_Dataset:_
··········

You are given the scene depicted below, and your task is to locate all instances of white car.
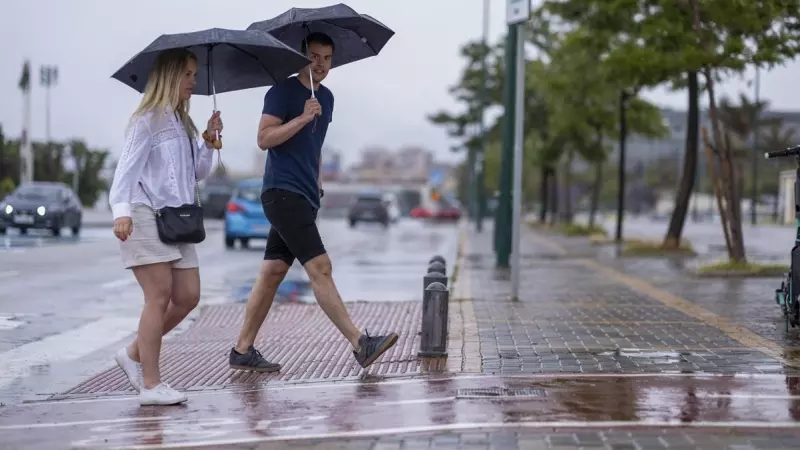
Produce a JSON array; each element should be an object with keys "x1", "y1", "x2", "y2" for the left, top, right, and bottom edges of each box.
[{"x1": 381, "y1": 192, "x2": 401, "y2": 223}]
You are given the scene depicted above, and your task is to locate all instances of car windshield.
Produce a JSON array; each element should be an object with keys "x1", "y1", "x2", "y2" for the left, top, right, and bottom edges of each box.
[
  {"x1": 235, "y1": 185, "x2": 261, "y2": 202},
  {"x1": 13, "y1": 185, "x2": 60, "y2": 200}
]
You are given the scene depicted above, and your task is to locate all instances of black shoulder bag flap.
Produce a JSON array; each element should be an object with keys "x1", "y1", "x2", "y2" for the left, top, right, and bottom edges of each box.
[{"x1": 139, "y1": 128, "x2": 205, "y2": 245}]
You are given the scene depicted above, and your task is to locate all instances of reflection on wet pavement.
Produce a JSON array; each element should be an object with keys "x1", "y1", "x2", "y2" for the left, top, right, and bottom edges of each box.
[{"x1": 4, "y1": 374, "x2": 800, "y2": 448}]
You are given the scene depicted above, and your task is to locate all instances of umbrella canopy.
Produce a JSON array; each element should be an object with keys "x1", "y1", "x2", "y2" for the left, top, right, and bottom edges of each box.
[
  {"x1": 246, "y1": 3, "x2": 394, "y2": 69},
  {"x1": 111, "y1": 28, "x2": 311, "y2": 95}
]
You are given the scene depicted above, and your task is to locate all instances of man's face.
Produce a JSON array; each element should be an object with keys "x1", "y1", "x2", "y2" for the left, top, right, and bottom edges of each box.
[{"x1": 306, "y1": 42, "x2": 333, "y2": 82}]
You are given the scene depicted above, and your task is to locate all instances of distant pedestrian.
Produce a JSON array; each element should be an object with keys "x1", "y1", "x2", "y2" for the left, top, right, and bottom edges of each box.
[
  {"x1": 108, "y1": 48, "x2": 223, "y2": 406},
  {"x1": 229, "y1": 32, "x2": 398, "y2": 373}
]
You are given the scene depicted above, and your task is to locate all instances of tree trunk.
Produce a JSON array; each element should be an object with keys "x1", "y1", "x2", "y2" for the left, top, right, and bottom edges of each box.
[
  {"x1": 702, "y1": 127, "x2": 733, "y2": 256},
  {"x1": 663, "y1": 71, "x2": 699, "y2": 249},
  {"x1": 691, "y1": 0, "x2": 746, "y2": 263},
  {"x1": 539, "y1": 166, "x2": 549, "y2": 223},
  {"x1": 549, "y1": 169, "x2": 559, "y2": 225},
  {"x1": 562, "y1": 151, "x2": 574, "y2": 223},
  {"x1": 589, "y1": 161, "x2": 602, "y2": 228},
  {"x1": 615, "y1": 90, "x2": 629, "y2": 242}
]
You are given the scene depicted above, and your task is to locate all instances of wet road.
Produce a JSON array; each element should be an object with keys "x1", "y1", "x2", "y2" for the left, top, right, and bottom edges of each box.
[
  {"x1": 0, "y1": 218, "x2": 458, "y2": 406},
  {"x1": 3, "y1": 373, "x2": 800, "y2": 449}
]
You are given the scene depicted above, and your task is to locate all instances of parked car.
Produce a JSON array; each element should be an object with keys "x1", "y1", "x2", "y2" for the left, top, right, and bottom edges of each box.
[
  {"x1": 0, "y1": 182, "x2": 82, "y2": 236},
  {"x1": 224, "y1": 178, "x2": 270, "y2": 249},
  {"x1": 410, "y1": 196, "x2": 462, "y2": 221},
  {"x1": 347, "y1": 192, "x2": 390, "y2": 228}
]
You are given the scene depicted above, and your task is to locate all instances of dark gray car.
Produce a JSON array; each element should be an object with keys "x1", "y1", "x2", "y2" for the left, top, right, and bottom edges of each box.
[
  {"x1": 347, "y1": 193, "x2": 389, "y2": 228},
  {"x1": 0, "y1": 182, "x2": 83, "y2": 236}
]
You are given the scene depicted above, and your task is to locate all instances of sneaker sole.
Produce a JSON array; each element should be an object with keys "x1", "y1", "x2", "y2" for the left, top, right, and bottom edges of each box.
[
  {"x1": 359, "y1": 333, "x2": 399, "y2": 368},
  {"x1": 114, "y1": 353, "x2": 142, "y2": 392},
  {"x1": 140, "y1": 397, "x2": 188, "y2": 406},
  {"x1": 230, "y1": 364, "x2": 282, "y2": 373}
]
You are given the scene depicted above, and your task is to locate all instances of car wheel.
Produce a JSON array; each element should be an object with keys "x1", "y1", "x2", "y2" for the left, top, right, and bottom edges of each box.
[
  {"x1": 0, "y1": 227, "x2": 5, "y2": 235},
  {"x1": 72, "y1": 224, "x2": 81, "y2": 236},
  {"x1": 240, "y1": 238, "x2": 249, "y2": 249},
  {"x1": 225, "y1": 236, "x2": 235, "y2": 249},
  {"x1": 51, "y1": 226, "x2": 62, "y2": 237},
  {"x1": 349, "y1": 219, "x2": 356, "y2": 228}
]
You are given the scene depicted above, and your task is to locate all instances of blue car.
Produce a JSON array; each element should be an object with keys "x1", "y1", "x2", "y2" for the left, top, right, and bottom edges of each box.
[{"x1": 224, "y1": 179, "x2": 270, "y2": 249}]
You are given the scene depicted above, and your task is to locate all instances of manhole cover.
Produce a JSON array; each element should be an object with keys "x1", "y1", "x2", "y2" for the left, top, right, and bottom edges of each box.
[{"x1": 456, "y1": 388, "x2": 546, "y2": 399}]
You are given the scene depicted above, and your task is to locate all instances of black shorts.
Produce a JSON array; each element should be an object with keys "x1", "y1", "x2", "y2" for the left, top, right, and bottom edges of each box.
[{"x1": 261, "y1": 188, "x2": 326, "y2": 266}]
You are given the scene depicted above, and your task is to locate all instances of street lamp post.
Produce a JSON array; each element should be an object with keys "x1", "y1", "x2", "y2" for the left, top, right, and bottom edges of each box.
[{"x1": 40, "y1": 65, "x2": 58, "y2": 185}]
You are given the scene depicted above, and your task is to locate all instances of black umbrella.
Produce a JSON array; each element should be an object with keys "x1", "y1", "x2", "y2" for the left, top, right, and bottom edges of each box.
[
  {"x1": 247, "y1": 3, "x2": 394, "y2": 97},
  {"x1": 112, "y1": 27, "x2": 310, "y2": 105}
]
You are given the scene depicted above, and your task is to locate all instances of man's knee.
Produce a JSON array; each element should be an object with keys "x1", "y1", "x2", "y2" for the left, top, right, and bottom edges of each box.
[
  {"x1": 304, "y1": 253, "x2": 332, "y2": 281},
  {"x1": 259, "y1": 259, "x2": 291, "y2": 284}
]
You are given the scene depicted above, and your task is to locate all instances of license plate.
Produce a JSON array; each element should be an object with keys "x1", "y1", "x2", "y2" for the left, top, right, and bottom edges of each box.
[
  {"x1": 362, "y1": 212, "x2": 375, "y2": 219},
  {"x1": 14, "y1": 214, "x2": 34, "y2": 224},
  {"x1": 251, "y1": 225, "x2": 270, "y2": 233}
]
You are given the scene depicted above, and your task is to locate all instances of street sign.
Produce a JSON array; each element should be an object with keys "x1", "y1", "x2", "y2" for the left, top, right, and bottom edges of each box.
[
  {"x1": 507, "y1": 0, "x2": 531, "y2": 25},
  {"x1": 428, "y1": 168, "x2": 445, "y2": 187}
]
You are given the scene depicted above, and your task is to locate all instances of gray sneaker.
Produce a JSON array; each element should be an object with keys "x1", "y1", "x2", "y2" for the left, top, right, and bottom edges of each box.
[
  {"x1": 353, "y1": 331, "x2": 399, "y2": 368},
  {"x1": 229, "y1": 345, "x2": 282, "y2": 372}
]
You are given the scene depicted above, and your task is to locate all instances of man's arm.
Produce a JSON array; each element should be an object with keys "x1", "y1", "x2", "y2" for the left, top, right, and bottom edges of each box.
[{"x1": 257, "y1": 114, "x2": 310, "y2": 150}]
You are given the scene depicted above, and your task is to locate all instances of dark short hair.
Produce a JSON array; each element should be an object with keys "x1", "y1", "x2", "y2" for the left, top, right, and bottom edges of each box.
[{"x1": 301, "y1": 32, "x2": 335, "y2": 54}]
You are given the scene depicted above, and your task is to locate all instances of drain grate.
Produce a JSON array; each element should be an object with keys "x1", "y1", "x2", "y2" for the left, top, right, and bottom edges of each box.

··········

Exactly as they stand in the records above, print the lines from the one containing "of gray sneaker." through the final line, inclusive.

You are given the scene depicted above, and your task is to locate all instances of gray sneaker.
Produce a JSON array; each element should be an object with keys "x1", "y1", "x2", "y2" for the left, top, right, and bottom edges of each box.
[
  {"x1": 353, "y1": 331, "x2": 399, "y2": 368},
  {"x1": 229, "y1": 345, "x2": 282, "y2": 372}
]
You are given the scene depicted above, and your task is to locate all instances of man's arm.
Produce a JSON array; each element should be an object with keys "x1", "y1", "x2", "y2" for the left, top, right, and bottom edges of each box.
[{"x1": 257, "y1": 114, "x2": 310, "y2": 150}]
You are given the scene depicted above, and your task is to locate all instances of dark short hair.
Produce a JSON array; each element should be an object with keys "x1", "y1", "x2", "y2" for the left, top, right, and bottom edges of each box.
[{"x1": 301, "y1": 32, "x2": 335, "y2": 54}]
You are given the scene depicted above, and your task is to locate all instances of drain grate.
Produce a JSON array; each element should be an object with keys "x1", "y1", "x2", "y2" for the left, top, right, and bottom edges of each box.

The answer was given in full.